Repeat each of the items below word for word, keeping every line unchanged.

################

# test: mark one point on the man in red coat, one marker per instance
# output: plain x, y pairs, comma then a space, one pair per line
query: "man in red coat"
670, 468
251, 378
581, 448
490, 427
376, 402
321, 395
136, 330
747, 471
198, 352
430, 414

################

## [COMPLETE ANSWER]
# test: mark one point on the man in red coat, one marker per instance
# output: plain x, y pairs, comma then a space, one pair per line
query: "man in red coat"
670, 468
251, 378
581, 448
490, 427
376, 402
321, 395
136, 330
747, 471
198, 352
430, 414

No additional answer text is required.